[Object location annotation data]
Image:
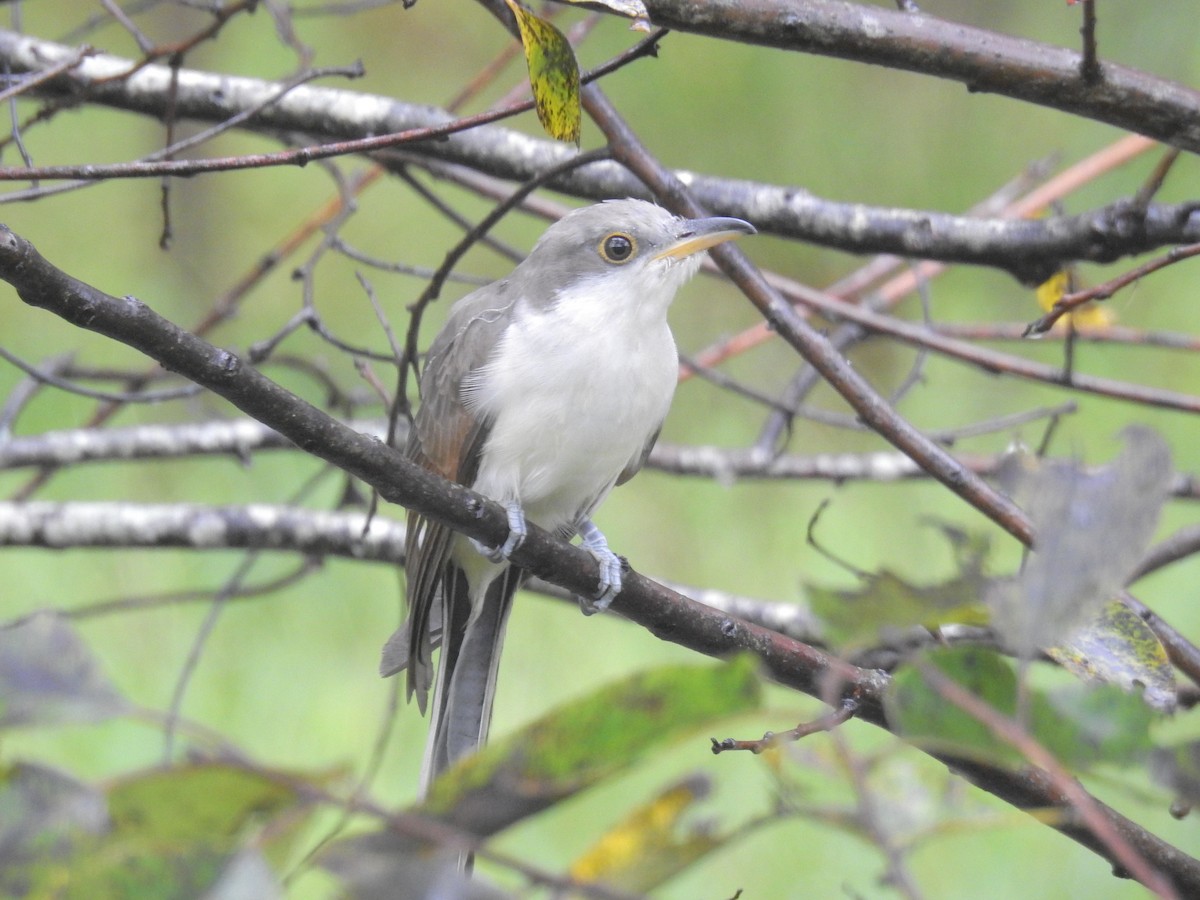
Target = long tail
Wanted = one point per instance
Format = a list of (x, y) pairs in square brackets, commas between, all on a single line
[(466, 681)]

--

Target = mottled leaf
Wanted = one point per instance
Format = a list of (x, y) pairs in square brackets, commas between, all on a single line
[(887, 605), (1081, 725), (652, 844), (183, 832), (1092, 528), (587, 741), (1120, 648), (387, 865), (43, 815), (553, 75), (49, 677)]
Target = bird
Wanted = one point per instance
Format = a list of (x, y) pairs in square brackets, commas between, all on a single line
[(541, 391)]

--

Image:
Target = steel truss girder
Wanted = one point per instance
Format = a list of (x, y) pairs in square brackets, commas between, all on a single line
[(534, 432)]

- [Required work] Present the part of the data that opens with the line containing "Target = mottled leaf" and closes with the line containing "[(541, 391)]" as a Markdown table with the columns Row and Data line. Both boundary lines are included, and each nonblank line gets its own numbered row.

- [Task answer]
| Row | Data line |
|---|---|
| 1 | Target = mottled leaf |
| 2 | Wanted = one point per instance |
| 3 | Format = a list of (x, y) pairs in square brackets, commas between, all on a single line |
| 4 | [(887, 605), (1081, 725), (652, 844), (183, 832), (1092, 528), (587, 741), (1120, 648), (387, 865), (43, 815), (553, 75), (49, 677)] |
| 5 | Target = bird |
| 6 | Wanted = one point per instance |
| 7 | Format = a list of (x, y) pairs in square brackets, commas between, all on a single line |
| 8 | [(541, 391)] |